* Written task A *
Could you update the listing, starting with its first line and going on through the line with "rough mask: <svg", so that "positive" becomes "foreground" and nothing else changes? Leave the pictures out of your reply.

* Document excerpt *
And since the new addition, Reggie is affectionately known as ‘Uncle Reggie’ by his showbiz sister. Does being an honorary uncle make him want a child of his own?
“I wouldn’t say it makes me broody as such but I am excited when it’s my turn and when I get to do for me in my own way,” he says. “I’m looking forward to that. I’ve always loved kids.”
He laughs: “When it’s my turn to poison the world with my seed I think it will be fun!”
Reggie has been in a relationship with model Tia Ward, 25, for two years.
“There’s nothing nicer than being with someone that you care about and being in something real and that for me is something I’m trying to preserve,” he reveals.
In the past, Reggie has admitted his vice is women and he’s been linked to a string of beautiful women, including model Jourdan Dunn, 24.
And one person in particular is very pleased that Reggie is beginning to settle down – his mum. Reggie says: “She’s obviously very excited at the fact that I’ve been with someone for more than five minutes, which is new for me.”
And she’s very eager for her son to take the relationship to the next level.
“In Ghanian culture there’s this whole thing of a knocking where my family turn up to the family of my partner and literally knock on the door and say: ‘Hi, we’re the people taking your daughter’,” Reggie says.

[Collected data]

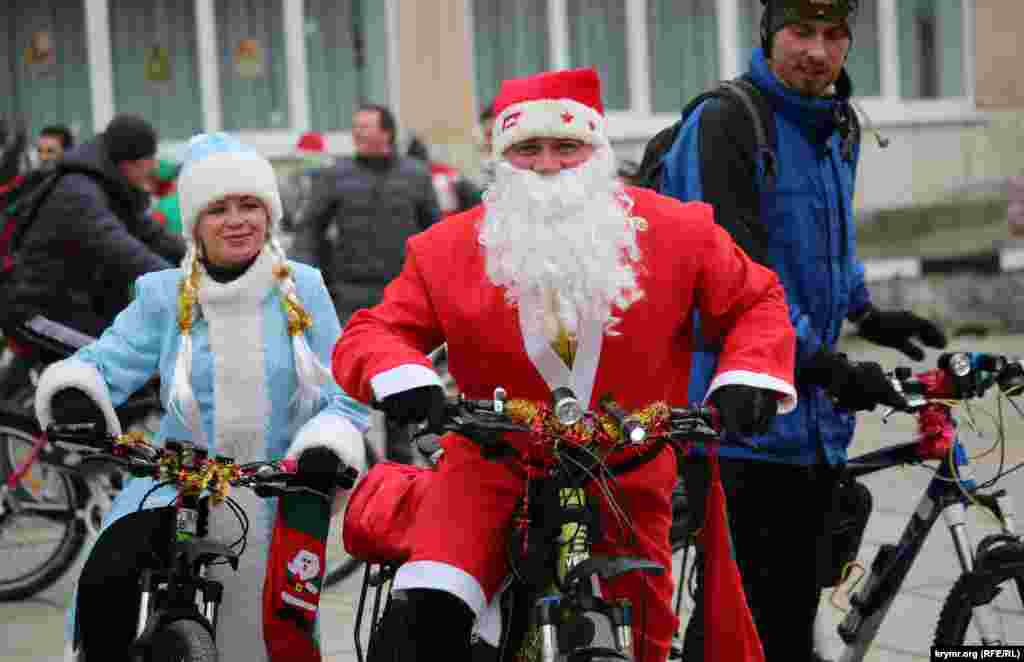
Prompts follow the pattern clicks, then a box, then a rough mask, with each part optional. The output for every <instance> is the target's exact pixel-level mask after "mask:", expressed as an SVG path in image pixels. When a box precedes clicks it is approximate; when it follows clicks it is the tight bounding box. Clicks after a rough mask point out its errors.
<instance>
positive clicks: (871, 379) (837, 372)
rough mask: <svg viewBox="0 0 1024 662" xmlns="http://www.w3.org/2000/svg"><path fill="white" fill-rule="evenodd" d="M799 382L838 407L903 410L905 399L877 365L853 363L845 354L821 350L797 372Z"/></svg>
mask: <svg viewBox="0 0 1024 662" xmlns="http://www.w3.org/2000/svg"><path fill="white" fill-rule="evenodd" d="M800 378H801V381H803V382H805V383H811V384H815V385H817V386H821V387H822V388H824V389H825V392H827V394H828V396H829V397H830V398H831V399H833V401H834V402H835V403H836V406H837V407H840V408H842V409H846V410H849V411H853V412H857V411H871V410H873V409H874V408H876V407H877V406H878V405H887V406H889V407H894V408H896V409H905V408H906V400H904V399H903V396H901V395H900V392H899V391H898V390H896V387H895V386H893V384H892V382H891V381H890V380H889V378H888V377H887V376H886V373H885V371H884V370H882V366H880V365H879V364H877V363H870V362H866V361H865V362H860V363H854V362H852V361H850V360H849V359H847V358H846V355H845V354H834V353H831V351H828V350H827V349H825V348H823V347H822V348H821V349H820V350H819V351H818V353H817V354H816V355H815V356H814V357H813V358H812V359H811V361H810V362H809V363H808V365H806V366H804V367H803V369H802V370H801V371H800Z"/></svg>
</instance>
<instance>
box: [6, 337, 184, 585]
mask: <svg viewBox="0 0 1024 662" xmlns="http://www.w3.org/2000/svg"><path fill="white" fill-rule="evenodd" d="M11 338H12V339H13V338H16V339H17V341H18V343H19V345H20V349H19V350H18V351H19V357H20V359H23V360H24V361H26V362H29V363H31V365H32V368H31V370H30V374H32V373H36V372H38V371H39V370H41V369H42V367H43V366H45V365H46V364H48V363H50V362H52V361H55V360H57V359H60V358H67V357H69V356H71V355H72V354H74V351H75V350H76V349H77V346H75V345H70V344H66V343H62V342H60V341H59V340H57V339H55V338H51V337H47V336H44V335H42V334H40V333H34V334H29V333H22V334H17V335H12V336H11ZM20 392H22V397H20V399H19V401H18V402H13V403H10V402H0V475H2V477H3V483H2V484H0V552H2V554H3V558H2V561H0V602H9V601H16V599H25V598H27V597H31V596H33V595H35V594H37V593H39V592H41V591H43V590H45V589H46V588H48V587H50V586H52V585H53V584H54V583H56V582H57V581H58V580H59V579H60V578H61V577H63V576H65V574H66V573H67V572H68V571H69V569H70V568H71V567H72V565H73V564H74V563H75V560H76V558H78V556H79V553H80V552H81V550H82V548H83V547H84V546H85V545H86V544H87V543H88V541H89V540H91V539H94V538H95V536H96V535H97V533H98V530H99V526H100V523H101V522H102V519H103V516H104V515H105V514H106V512H108V511H109V510H110V508H111V504H112V503H113V501H114V497H116V496H117V494H118V493H119V492H120V490H121V487H122V485H123V478H124V477H123V475H121V473H120V471H119V470H118V469H116V467H114V466H112V465H110V464H108V465H105V466H99V465H90V466H89V467H83V466H82V465H81V463H80V459H81V457H80V455H79V454H77V453H70V452H68V451H66V450H63V449H61V448H58V447H57V446H55V445H53V444H51V443H49V441H48V440H47V439H46V437H45V436H44V435H43V433H42V430H40V429H39V425H38V424H37V422H36V419H35V416H34V415H33V413H32V410H31V408H28V409H27V408H26V406H25V402H32V399H33V396H34V392H35V382H34V380H33V381H32V382H30V383H27V384H25V387H24V388H23V389H22V390H20ZM23 401H25V402H23ZM163 411H164V410H163V406H162V405H161V402H160V394H159V390H158V388H157V386H156V385H155V384H150V385H148V386H146V387H145V388H143V389H141V390H139V391H138V392H136V394H134V395H133V396H132V397H131V398H129V399H128V401H127V402H125V403H124V404H123V405H122V406H121V407H119V408H118V409H117V413H118V416H119V418H120V419H121V420H122V421H124V423H125V429H127V430H129V431H131V432H138V433H144V435H148V436H153V435H155V433H156V431H157V429H158V427H159V423H160V417H161V416H162V414H163Z"/></svg>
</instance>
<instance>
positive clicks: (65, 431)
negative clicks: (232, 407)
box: [45, 423, 358, 497]
mask: <svg viewBox="0 0 1024 662" xmlns="http://www.w3.org/2000/svg"><path fill="white" fill-rule="evenodd" d="M45 433H46V436H47V439H48V440H49V441H51V442H54V443H57V444H61V445H65V446H69V447H72V448H73V449H74V450H85V451H87V457H86V459H90V458H94V459H96V460H104V461H110V462H114V463H116V464H119V465H121V466H124V467H125V468H127V469H128V470H129V471H130V472H131V473H132V474H133V475H137V477H150V478H154V479H157V480H162V481H165V482H171V483H174V484H176V485H177V486H179V488H184V489H188V488H195V487H196V486H197V485H199V486H201V487H202V488H206V487H207V485H211V484H220V485H228V486H231V487H246V488H249V489H252V490H254V491H256V492H257V493H258V494H259V495H260V496H278V495H280V494H287V493H292V492H304V491H310V490H311V491H313V492H316V493H317V494H322V495H323V493H321V492H318V491H316V490H312V489H311V488H310V487H309V486H308V485H307V477H304V475H302V474H300V473H299V472H298V460H296V459H292V458H285V459H281V460H273V461H268V462H251V463H247V464H238V463H236V462H234V460H233V458H230V457H225V456H220V455H218V456H215V457H213V458H210V457H208V454H207V452H206V450H205V449H201V448H197V447H195V446H193V444H191V443H189V442H182V441H179V440H167V441H166V442H165V444H164V447H163V448H156V447H154V446H152V445H151V444H150V443H148V442H146V441H145V439H144V438H143V437H142V436H141V435H133V433H128V435H121V436H118V437H115V436H111V435H97V433H96V424H95V423H53V424H51V425H49V426H48V427H47V428H46V432H45ZM357 478H358V471H357V470H356V469H355V468H354V467H351V466H348V465H346V464H345V463H343V462H342V463H341V464H340V466H339V469H338V472H337V473H336V475H335V480H334V486H335V487H338V488H344V489H348V488H351V487H352V486H353V485H355V480H356V479H357ZM323 496H325V497H326V496H327V495H323Z"/></svg>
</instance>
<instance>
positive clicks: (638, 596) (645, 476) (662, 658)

* Written task B *
Can you go on with the article about Reggie and his relationship, picking up right after its last sentence?

* Response box A *
Prompts follow the pattern clicks, then a box, then a rough mask, with each part optional. The output for every <instance> is the target's exact pixel-level mask after "mask:", expressed as an SVG path in image pixels. When a box precedes clicks it is approximate; when it follows clicks it is the tight bounding box. Clicks after a rough mask point out its errors.
<instance>
foreground clicks: (871, 379) (837, 372)
rough mask: <svg viewBox="0 0 1024 662" xmlns="http://www.w3.org/2000/svg"><path fill="white" fill-rule="evenodd" d="M799 382L838 407L903 410L905 399L877 365L853 363L845 354L821 350L797 372Z"/></svg>

* Response box B *
“My mum has literally started knocking on my door, going: ‘When are we going to knock on hers?’” Reggie acknowledges growing up without a father is a reason behind not rushing into fatherhood. “I’d like to pretend it hasn’t but it definitely has played a part,” he says. “I think the main reason why I feel that way is because I understand the importance of men in a young man’s life and when it comes to my children, particularly my sons – I’d like to have more than one – I’d like to think I’d be an important person to them and for them.”
And for the moment, it seems, Reggie is too busy working to start making babies.
He’s presenting a second series of the hit ITV show Release The Hounds and is busy filming a follow-up to his popular BBC series, Reggie Yates’ Extreme South Africa.
This time, he’ll be in Russia documenting the lives of young people there.
“I’ve never been so I’m really excited to see what it’s like,” he says.
And he’s also working on various projects with comedian Lenny Henry.
So Reggie’s mum will have to wait a little longer for the sound of wedding bells.
“When it’s right, is when I’ll do it,” he smiles.